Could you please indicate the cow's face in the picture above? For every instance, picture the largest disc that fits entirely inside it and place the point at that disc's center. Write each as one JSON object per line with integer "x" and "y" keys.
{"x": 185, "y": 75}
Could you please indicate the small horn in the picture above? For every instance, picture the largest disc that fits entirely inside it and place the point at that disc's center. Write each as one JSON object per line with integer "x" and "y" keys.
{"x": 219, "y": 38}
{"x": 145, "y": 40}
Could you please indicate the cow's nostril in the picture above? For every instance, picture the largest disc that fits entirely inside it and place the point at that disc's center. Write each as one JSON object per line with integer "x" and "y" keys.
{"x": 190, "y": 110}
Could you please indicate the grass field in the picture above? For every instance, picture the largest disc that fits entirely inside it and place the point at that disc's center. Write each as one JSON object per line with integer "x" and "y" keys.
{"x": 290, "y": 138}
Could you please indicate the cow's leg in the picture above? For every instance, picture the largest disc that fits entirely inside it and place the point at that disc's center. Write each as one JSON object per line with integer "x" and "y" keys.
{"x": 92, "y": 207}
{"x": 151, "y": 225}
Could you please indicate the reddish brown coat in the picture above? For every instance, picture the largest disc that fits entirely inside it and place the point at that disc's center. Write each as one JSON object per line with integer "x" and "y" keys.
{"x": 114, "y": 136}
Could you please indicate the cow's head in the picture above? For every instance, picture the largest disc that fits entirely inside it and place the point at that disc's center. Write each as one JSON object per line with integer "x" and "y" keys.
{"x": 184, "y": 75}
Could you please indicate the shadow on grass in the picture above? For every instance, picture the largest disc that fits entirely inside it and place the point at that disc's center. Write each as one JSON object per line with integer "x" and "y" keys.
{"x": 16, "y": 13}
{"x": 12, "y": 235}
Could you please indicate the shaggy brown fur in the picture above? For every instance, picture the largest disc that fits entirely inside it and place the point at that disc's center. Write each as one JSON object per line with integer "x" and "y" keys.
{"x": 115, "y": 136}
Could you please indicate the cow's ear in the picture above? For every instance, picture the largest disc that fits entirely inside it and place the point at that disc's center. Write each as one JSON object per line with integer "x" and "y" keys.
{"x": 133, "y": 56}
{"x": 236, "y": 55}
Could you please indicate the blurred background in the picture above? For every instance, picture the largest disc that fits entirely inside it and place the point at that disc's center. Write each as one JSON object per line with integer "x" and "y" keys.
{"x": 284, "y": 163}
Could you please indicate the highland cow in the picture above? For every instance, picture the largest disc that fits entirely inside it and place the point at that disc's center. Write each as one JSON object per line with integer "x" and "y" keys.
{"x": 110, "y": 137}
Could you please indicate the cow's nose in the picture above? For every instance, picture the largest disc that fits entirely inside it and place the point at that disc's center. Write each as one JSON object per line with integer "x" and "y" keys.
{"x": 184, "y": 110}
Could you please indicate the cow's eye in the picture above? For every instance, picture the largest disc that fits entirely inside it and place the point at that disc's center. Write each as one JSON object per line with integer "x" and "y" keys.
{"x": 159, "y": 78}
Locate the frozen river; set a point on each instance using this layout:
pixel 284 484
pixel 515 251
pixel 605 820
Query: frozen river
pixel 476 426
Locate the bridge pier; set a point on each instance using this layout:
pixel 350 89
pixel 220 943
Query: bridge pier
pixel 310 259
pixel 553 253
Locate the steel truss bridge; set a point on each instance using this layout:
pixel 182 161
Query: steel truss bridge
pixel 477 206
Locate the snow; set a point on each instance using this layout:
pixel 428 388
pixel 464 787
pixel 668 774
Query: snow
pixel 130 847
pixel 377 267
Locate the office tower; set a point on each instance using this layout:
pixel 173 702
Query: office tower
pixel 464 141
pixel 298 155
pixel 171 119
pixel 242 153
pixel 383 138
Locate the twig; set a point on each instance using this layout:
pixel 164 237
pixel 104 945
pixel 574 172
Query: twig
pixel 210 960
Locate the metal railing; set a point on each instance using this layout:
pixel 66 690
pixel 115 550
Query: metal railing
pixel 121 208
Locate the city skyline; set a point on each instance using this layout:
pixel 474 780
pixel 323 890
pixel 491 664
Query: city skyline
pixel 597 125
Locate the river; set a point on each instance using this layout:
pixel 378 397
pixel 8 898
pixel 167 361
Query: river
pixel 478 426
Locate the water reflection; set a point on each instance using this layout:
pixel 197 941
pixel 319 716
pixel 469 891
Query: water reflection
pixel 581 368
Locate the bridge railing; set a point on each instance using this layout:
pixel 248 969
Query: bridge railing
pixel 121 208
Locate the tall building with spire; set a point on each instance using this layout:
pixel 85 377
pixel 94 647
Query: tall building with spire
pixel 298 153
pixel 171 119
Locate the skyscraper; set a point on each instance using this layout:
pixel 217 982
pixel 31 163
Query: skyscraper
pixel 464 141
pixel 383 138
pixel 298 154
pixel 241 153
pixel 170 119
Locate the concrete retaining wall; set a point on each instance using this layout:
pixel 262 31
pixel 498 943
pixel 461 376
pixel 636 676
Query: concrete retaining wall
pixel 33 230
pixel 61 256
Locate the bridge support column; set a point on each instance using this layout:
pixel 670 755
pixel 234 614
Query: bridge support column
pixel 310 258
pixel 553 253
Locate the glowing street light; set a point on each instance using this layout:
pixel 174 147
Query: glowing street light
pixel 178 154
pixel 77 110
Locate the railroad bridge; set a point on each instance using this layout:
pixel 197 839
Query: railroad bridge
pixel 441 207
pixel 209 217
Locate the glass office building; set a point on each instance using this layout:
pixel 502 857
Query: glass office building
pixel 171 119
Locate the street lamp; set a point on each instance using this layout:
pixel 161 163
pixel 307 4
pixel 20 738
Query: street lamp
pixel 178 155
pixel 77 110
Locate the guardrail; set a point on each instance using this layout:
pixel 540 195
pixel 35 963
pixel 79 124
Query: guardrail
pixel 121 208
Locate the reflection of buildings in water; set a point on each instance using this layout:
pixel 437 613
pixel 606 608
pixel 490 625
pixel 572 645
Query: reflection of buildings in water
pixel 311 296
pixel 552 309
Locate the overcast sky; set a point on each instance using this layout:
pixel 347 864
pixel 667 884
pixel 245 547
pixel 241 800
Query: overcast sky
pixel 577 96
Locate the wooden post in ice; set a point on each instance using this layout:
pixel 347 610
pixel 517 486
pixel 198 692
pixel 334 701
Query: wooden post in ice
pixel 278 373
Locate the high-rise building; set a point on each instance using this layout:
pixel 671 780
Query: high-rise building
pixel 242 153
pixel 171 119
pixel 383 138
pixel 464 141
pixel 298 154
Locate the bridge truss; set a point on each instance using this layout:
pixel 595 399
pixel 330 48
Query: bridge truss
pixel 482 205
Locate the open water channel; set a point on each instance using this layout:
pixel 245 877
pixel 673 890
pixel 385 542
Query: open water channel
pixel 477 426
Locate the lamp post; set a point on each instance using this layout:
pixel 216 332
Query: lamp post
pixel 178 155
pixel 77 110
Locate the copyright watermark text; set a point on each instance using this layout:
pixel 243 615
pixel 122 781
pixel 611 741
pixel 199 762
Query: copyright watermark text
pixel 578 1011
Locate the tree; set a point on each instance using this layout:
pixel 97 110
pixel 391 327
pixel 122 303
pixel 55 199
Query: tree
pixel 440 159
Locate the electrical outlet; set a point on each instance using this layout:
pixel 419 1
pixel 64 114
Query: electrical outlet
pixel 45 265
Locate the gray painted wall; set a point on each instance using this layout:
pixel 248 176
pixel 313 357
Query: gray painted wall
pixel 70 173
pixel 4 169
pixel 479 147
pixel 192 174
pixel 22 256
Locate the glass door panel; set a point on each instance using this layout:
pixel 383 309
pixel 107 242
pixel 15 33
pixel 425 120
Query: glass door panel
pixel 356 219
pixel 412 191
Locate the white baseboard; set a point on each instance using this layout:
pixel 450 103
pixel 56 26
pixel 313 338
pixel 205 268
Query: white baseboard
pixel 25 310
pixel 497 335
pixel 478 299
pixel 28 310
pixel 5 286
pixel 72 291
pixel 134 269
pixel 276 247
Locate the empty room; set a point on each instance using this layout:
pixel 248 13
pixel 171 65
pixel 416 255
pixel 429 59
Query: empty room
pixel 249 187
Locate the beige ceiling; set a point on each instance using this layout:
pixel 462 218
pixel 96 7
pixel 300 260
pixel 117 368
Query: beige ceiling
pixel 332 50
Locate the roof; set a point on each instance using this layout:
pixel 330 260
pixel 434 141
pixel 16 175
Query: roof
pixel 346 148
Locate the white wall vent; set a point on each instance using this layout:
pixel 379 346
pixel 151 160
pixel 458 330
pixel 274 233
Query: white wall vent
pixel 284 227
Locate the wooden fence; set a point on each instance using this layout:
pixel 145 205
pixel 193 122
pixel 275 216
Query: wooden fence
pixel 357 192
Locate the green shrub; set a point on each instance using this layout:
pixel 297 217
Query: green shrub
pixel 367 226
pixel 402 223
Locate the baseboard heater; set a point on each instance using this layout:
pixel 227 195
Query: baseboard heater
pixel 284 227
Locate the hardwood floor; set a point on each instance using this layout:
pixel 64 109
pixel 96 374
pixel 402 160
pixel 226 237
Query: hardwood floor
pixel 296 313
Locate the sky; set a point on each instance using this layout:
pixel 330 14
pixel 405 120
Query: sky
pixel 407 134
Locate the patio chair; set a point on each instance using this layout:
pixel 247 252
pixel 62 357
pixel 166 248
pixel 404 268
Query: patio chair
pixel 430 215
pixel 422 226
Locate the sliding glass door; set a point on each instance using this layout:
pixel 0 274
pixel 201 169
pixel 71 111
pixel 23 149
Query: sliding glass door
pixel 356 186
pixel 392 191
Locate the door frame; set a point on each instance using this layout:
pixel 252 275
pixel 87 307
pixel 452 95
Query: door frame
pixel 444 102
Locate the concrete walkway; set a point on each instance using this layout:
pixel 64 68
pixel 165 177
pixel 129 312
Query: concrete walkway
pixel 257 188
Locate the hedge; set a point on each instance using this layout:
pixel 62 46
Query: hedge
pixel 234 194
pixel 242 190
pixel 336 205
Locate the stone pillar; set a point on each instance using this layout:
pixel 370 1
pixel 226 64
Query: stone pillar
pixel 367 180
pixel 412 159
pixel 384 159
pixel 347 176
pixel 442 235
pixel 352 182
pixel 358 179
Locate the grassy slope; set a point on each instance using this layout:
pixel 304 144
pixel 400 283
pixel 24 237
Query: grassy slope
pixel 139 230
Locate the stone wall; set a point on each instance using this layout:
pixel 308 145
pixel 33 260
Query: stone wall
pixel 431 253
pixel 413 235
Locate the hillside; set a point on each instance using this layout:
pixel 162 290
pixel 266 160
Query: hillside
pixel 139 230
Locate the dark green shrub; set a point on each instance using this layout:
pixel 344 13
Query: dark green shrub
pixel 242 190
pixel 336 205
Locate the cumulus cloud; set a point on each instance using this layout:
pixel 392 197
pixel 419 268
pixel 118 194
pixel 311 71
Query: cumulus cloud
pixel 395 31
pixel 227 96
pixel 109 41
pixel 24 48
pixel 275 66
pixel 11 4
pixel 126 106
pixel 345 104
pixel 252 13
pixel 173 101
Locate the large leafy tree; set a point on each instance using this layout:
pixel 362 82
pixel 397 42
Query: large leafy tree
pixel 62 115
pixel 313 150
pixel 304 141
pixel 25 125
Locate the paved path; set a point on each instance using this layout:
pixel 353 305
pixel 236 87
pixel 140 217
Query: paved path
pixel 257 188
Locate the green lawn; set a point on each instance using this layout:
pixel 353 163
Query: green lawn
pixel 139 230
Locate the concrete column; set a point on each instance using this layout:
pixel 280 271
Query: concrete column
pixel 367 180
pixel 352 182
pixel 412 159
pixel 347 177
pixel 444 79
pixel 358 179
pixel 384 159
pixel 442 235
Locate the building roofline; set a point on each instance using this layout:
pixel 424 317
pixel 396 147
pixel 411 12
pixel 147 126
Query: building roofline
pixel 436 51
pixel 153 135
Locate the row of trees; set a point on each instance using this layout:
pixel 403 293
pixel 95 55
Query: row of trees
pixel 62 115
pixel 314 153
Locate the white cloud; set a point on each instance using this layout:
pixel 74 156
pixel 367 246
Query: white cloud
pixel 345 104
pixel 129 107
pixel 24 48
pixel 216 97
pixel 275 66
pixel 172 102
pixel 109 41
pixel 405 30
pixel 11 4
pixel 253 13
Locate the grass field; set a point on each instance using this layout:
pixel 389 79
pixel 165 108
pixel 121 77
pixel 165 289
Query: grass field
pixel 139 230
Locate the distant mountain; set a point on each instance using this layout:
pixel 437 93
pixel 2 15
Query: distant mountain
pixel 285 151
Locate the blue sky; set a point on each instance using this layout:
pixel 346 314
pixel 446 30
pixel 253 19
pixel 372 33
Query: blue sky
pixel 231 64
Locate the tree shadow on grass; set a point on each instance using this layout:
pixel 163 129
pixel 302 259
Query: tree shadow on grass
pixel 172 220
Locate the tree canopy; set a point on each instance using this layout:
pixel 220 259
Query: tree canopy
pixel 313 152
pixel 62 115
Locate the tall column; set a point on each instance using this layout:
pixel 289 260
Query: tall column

****************

#### Requirement:
Put the lines starting with the one that contains "Locate the distant" and going on through the one that contains "pixel 172 220" into a numbered list, leaving out blank lines. Include no other lines.

#### Task solution:
1. Locate the distant mountain; set a point on each instance using this layout:
2. pixel 437 93
3. pixel 2 15
4. Query: distant mountain
5. pixel 285 151
6. Locate the blue sky; set a point on each instance using this layout:
7. pixel 346 314
8. pixel 446 30
9. pixel 253 19
10. pixel 372 33
11. Query: blue sky
12. pixel 231 64
13. Locate the tree shadow on grass; set a point on each instance using this layout:
14. pixel 163 129
15. pixel 302 259
16. Query: tree shadow on grass
17. pixel 172 220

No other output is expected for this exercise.